→ Stated task
Render every line of the data below as a numbered list, skipping blank lines and leaving the pictures out.

→ The input
+---+
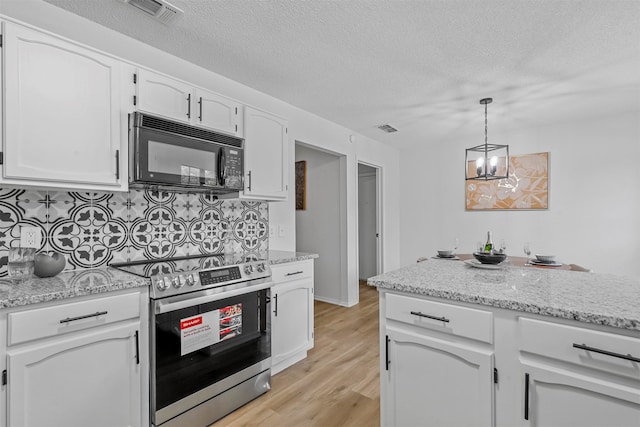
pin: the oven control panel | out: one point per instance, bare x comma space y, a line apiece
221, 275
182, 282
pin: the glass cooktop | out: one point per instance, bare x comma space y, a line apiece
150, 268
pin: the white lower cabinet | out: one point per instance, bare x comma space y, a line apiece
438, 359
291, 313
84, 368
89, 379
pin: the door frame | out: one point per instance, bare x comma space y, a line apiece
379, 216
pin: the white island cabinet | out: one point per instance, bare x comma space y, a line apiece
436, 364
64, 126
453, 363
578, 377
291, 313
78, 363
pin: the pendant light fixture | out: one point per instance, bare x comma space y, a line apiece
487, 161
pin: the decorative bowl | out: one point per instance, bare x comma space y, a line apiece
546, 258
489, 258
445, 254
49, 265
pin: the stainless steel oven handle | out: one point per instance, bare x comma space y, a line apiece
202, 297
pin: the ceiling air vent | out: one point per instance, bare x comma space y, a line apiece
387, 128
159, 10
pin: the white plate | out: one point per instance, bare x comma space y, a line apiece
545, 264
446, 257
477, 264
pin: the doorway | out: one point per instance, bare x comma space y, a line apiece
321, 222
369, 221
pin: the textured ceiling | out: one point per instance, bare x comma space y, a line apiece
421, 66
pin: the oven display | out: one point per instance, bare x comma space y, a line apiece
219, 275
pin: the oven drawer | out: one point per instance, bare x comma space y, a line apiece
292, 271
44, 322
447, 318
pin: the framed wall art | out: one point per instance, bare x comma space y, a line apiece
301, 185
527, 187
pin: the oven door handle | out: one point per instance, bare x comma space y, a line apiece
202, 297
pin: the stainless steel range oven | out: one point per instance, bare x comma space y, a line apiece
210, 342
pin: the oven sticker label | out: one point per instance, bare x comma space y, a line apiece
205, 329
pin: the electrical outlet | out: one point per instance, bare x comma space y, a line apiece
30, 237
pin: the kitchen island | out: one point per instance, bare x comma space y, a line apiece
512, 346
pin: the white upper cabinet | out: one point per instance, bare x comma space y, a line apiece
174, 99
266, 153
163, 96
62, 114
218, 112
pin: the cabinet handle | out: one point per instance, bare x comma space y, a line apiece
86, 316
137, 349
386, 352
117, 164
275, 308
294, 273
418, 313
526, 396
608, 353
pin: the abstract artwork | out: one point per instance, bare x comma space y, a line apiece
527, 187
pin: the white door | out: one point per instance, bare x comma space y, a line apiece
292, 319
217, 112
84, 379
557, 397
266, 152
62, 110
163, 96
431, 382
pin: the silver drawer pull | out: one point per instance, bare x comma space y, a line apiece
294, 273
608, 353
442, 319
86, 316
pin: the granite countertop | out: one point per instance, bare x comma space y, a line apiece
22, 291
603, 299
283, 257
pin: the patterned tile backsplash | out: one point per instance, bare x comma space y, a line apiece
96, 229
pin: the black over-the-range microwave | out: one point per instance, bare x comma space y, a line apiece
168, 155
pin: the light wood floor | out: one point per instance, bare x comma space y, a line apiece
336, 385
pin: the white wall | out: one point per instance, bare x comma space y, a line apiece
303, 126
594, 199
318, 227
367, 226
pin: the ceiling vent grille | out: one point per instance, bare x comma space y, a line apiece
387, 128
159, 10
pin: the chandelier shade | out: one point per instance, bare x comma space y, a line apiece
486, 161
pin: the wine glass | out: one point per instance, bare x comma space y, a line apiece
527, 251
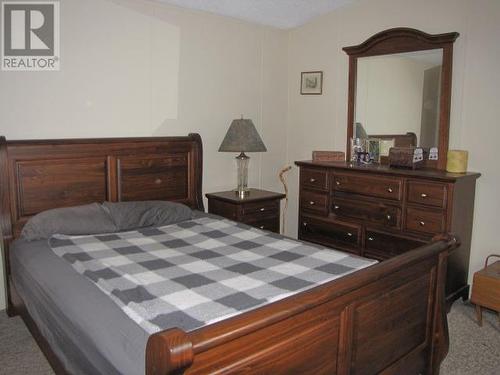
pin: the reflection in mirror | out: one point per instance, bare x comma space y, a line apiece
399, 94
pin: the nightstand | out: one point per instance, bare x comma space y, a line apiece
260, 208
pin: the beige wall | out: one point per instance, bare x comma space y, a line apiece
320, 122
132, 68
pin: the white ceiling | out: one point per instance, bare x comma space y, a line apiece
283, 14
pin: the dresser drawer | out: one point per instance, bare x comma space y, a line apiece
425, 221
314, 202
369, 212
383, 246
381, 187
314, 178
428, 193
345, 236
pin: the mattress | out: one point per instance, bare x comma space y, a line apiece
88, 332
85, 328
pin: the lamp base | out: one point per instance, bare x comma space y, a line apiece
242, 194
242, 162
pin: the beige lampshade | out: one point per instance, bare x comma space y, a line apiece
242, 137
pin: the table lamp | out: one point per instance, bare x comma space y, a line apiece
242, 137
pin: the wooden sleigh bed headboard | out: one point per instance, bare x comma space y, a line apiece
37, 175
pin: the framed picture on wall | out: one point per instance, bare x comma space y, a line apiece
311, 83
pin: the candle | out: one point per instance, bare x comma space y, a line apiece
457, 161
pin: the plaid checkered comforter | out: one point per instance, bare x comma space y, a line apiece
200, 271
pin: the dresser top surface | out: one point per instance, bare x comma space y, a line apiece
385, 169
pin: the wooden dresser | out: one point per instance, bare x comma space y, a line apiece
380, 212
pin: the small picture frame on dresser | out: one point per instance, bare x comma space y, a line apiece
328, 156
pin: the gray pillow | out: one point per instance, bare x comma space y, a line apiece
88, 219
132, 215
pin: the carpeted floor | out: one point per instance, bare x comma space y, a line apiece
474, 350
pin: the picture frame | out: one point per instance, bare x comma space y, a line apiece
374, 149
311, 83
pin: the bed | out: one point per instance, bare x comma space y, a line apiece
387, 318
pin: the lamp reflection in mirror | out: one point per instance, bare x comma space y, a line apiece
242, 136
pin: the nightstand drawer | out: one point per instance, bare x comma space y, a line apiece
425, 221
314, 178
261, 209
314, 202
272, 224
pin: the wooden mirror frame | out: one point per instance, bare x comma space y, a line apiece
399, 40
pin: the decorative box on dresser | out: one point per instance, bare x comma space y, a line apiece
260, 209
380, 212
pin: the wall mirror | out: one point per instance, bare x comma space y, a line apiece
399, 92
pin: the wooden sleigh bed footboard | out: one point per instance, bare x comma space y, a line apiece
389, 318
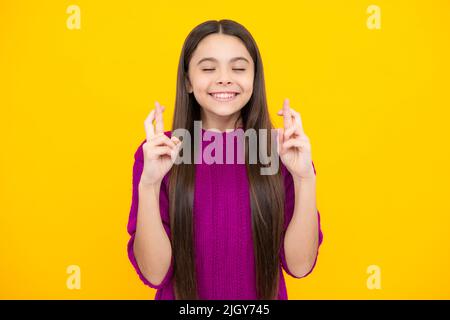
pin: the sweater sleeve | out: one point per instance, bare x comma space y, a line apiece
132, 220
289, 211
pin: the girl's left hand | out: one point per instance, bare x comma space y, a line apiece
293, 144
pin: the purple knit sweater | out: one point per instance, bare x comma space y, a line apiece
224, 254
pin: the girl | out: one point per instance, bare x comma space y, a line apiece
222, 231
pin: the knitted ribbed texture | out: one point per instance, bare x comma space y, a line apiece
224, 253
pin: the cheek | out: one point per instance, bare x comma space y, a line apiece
+---+
→ The reply
1. pin: the oven control panel | out: one point per instance, bare x comma space y, a line apiece
2. 221, 275
3. 182, 282
4. pin: the glass cooktop | out: one point per instance, bare x comma space y, a line apiece
5. 150, 268
6. pin: the white lower cabinet | out: one point per instance, bare x comma space y, a line apiece
7. 438, 359
8. 291, 313
9. 84, 368
10. 89, 379
11. pin: the door frame | out: one point per instance, bare x comma space y, a line apiece
12. 379, 216
13. pin: the white island cabinet | out: one point per instance, bare x comma space y, a line apiece
14. 436, 364
15. 64, 126
16. 453, 363
17. 578, 377
18. 291, 313
19. 78, 363
20. pin: the pendant light fixture | out: one point per instance, bare x comma space y, a line apiece
21. 487, 161
22. pin: the decorative bowl | out: one point per instance, bare x comma space y, a line apiece
23. 546, 258
24. 489, 258
25. 445, 254
26. 49, 265
27. pin: the stainless steel oven handle | out: one point per instance, bare x comma space y, a line apiece
28. 202, 297
29. pin: the ceiling air vent | out: one point per instance, bare x comma space y, a line apiece
30. 387, 128
31. 159, 10
32. pin: the white plate | out: one point per instance, bare x comma space y, a line apiece
33. 545, 264
34. 446, 257
35. 477, 264
36. pin: the doorway | out: one point per instance, bare x comma space y, a line apiece
37. 321, 222
38. 369, 221
39. pin: the textured ceiling | out: one point per instance, bare x comma space y, a line apiece
40. 421, 66
41. pin: the oven display | out: one point per instance, bare x comma space y, a line apiece
42. 219, 275
43. pin: the oven drawer | out: one point per instance, bare x comma space y, a line apiece
44. 292, 271
45. 44, 322
46. 447, 318
47. pin: the framed wall art | out: one point per instance, bare x comma space y, a line apiece
48. 301, 185
49. 527, 187
50. pin: the oven door handle | out: one point per instance, bare x comma space y, a line apiece
51. 202, 297
52. pin: the stainless steel range oven | out: one point per instance, bare x comma space y, a line apiece
53. 210, 342
54. pin: the oven sticker label | out: one point per instance, bare x comma space y, a line apiece
55. 205, 329
56. pin: the electrical outlet | out: one point per instance, bare x comma space y, a line apiece
57. 30, 237
58. pin: the kitchen island | out: one point per instance, bare x comma space y, a line apiece
59. 512, 346
60. pin: the white upper cabinet | out: one point per instance, bare x comma space y, a line apiece
61. 174, 99
62. 266, 153
63. 163, 96
64. 62, 114
65. 218, 112
66. pin: the cabinet handle | out: one point per instance, bare x comma space y, a line apiece
67. 86, 316
68. 137, 349
69. 386, 352
70. 117, 164
71. 275, 308
72. 294, 273
73. 418, 313
74. 526, 396
75. 608, 353
76. pin: the abstract artwork | out: one point per instance, bare x comma space y, a line apiece
77. 527, 187
78. pin: the white door | out: one point per instance, bare x comma space y, a line apiece
79. 292, 319
80. 217, 112
81. 84, 379
82. 557, 397
83. 266, 152
84. 62, 110
85. 163, 96
86. 431, 382
87. pin: the silver drawer pull | out: one point per instance, bare x comma space y, a line apiece
88. 294, 273
89. 608, 353
90. 442, 319
91. 86, 316
92. pin: the granite countertop | out: one point per instance, bare x comma space y, a line apiece
93. 22, 291
94. 603, 299
95. 283, 257
96. pin: the patterned tile backsplash | out: one point per instance, bare x comma space y, a line apiece
97. 96, 229
98. pin: the black over-the-range microwave | out: one point per instance, bare x comma space y, a line apiece
99. 168, 155
100. pin: the light wood floor | out: one point per instance, bare x comma space y, a line apiece
101. 336, 385
102. pin: the white wall | out: one point per instance, bare x comma space y, a line apiece
103. 303, 126
104. 594, 199
105. 318, 227
106. 367, 226
107. pin: the ceiling vent grille | out: one point per instance, bare x comma space y, a line apiece
108. 387, 128
109. 159, 10
110. pin: the chandelier shade | out: one point per instance, bare x comma space y, a line apiece
111. 486, 161
112. pin: the wine glass | out: one point per instance, bare x comma space y, a line apiece
113. 527, 251
114. pin: the reflection in mirror | out: one point per instance, bare x comma space y, a line apiece
115. 399, 94
116. pin: the nightstand | out: one point per instance, bare x comma space y, a line apiece
117. 260, 208
118. pin: the beige wall | out: one point per instance, bare x comma space y, a line apiece
119. 320, 122
120. 132, 68
121. pin: the white ceiling | out: one point per instance, bare x comma space y, a line apiece
122. 283, 14
123. pin: the dresser drawer | out: one point per instance, bare x comma space y, a line apiece
124. 425, 221
125. 314, 202
126. 369, 212
127. 383, 246
128. 381, 187
129. 314, 178
130. 428, 193
131. 345, 236
132. pin: the mattress | out: one point per instance, bare x comma space y, a line apiece
133. 88, 332
134. 85, 328
135. pin: the lamp base | out: one point per instance, bare x comma space y, a line apiece
136. 242, 194
137. 242, 162
138. pin: the beige lampshade | out: one point per instance, bare x comma space y, a line apiece
139. 242, 137
140. pin: the table lamp | out: one point per instance, bare x comma space y, a line apiece
141. 242, 137
142. pin: the wooden sleigh bed headboard | out: one point per instance, bare x comma space y, a line apiece
143. 37, 175
144. pin: the framed picture on wall | out: one point per instance, bare x comma space y, a line apiece
145. 311, 83
146. pin: the candle | out: one point per instance, bare x comma space y, a line apiece
147. 457, 161
148. pin: the plaid checkered comforter | out: one point per instance, bare x comma space y, a line apiece
149. 200, 271
150. pin: the dresser top surface | out: one point per instance, bare x comma space y, a line apiece
151. 385, 169
152. pin: the wooden dresser | out: one point per instance, bare x comma space y, a line apiece
153. 380, 212
154. pin: the small picture frame on dresser | out: one point per instance, bare x comma space y, a line apiece
155. 328, 156
156. pin: the gray pillow | out: one point per instance, bare x comma space y, a line apiece
157. 88, 219
158. 132, 215
159. pin: the carpeted floor | out: one point per instance, bare x comma space y, a line apiece
160. 474, 350
161. pin: the picture frame | out: one point per instance, bare x comma space y, a line apiece
162. 374, 149
163. 311, 83
164. pin: the bed | out: one point per instance, bare x comma space y, a line apiece
165. 387, 318
166. pin: the lamp reflection in mirror | out: one point per instance, bare x comma space y, a line apiece
167. 242, 136
168. pin: the nightstand drawer | out: one point per instance, bare x comma space y, a line apiece
169. 425, 221
170. 314, 178
171. 261, 209
172. 314, 202
173. 272, 224
174. pin: the wooden mirror frame | out: one point per instance, bare x comma space y, a line apiece
175. 399, 40
176. pin: the decorative box on dresser | out: one point per instance, bare x comma space y, a line apiece
177. 260, 209
178. 380, 212
179. pin: the wall mirror | out: one point per instance, bare x comma space y, a line apiece
180. 399, 92
181. pin: the wooden sleigh bed footboard | out: one point per instance, bare x comma space y, a line apiece
182. 389, 318
183. pin: the sweater sleeve | out: one point per instance, bare x comma space y, a line apiece
184. 132, 220
185. 289, 211
186. pin: the girl's left hand | out: one point per instance, bare x comma space y, a line apiece
187. 293, 144
188. pin: the purple knit sweater | out: one point per instance, bare x comma space y, a line apiece
189. 224, 254
190. pin: the girl | out: one point per instance, bare x comma space y, a line apiece
191. 222, 231
192. pin: the knitted ribbed texture | out: one point per instance, bare x comma space y, a line apiece
193. 224, 253
194. pin: the cheek | out: one point per instance, bare x comma space y, a line apiece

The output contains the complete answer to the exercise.